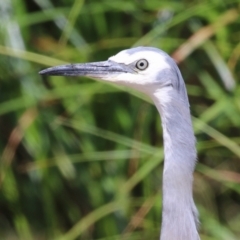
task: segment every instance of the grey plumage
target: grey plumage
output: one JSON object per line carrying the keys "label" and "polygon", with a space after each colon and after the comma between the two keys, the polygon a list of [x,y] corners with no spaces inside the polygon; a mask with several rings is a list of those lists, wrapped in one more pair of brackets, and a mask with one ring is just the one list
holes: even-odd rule
{"label": "grey plumage", "polygon": [[40,74],[86,75],[137,89],[152,98],[161,116],[164,138],[160,239],[200,239],[192,197],[195,137],[185,83],[174,60],[162,50],[138,47],[121,51],[108,61],[57,66]]}

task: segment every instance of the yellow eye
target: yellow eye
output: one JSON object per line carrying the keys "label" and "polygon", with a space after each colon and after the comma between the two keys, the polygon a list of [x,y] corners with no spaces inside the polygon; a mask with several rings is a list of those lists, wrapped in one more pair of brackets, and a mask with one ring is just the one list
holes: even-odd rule
{"label": "yellow eye", "polygon": [[148,61],[146,59],[141,59],[136,63],[136,68],[139,70],[145,70],[147,67],[148,67]]}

....

== TASK TO CARRY OUT ==
Repeat every line of the material above, requests included, but leave out the pictures, and scale the polygon coordinates in the answers by multiplying each one by 0.9 and rounding to a whole number, with halves rounded up.

== THE RESULT ==
task: segment every instance of the grey plumage
target: grey plumage
output: one JSON object per line carrying the keys "label" and "polygon", with a space after each colon and after the comma between the two keys, the polygon a list of [x,y] corners with no spaces inside the polygon; a mask with several rings is a list of those lists, wrapped in one more pair of brackets, and a mask with one ring is just the one list
holes: even-odd rule
{"label": "grey plumage", "polygon": [[36,67],[77,68],[123,80],[137,88],[145,104],[148,124],[144,215],[180,215],[173,177],[176,123],[167,75],[157,54],[146,45],[124,42],[109,46],[97,55],[51,59]]}

task: segment every instance of the yellow eye
target: yellow eye
output: one JSON object per line carrying the keys "label" and "polygon", with a space after each colon and after the comma between the two keys, the polygon a list of [x,y] corners with no spaces inside the polygon; a mask with several rings is a list of those lists, wrapped in one more pair of brackets, and a mask with one ring is just the one list
holes: even-odd rule
{"label": "yellow eye", "polygon": [[133,55],[131,53],[127,53],[122,57],[122,61],[125,63],[131,63],[132,60],[133,60]]}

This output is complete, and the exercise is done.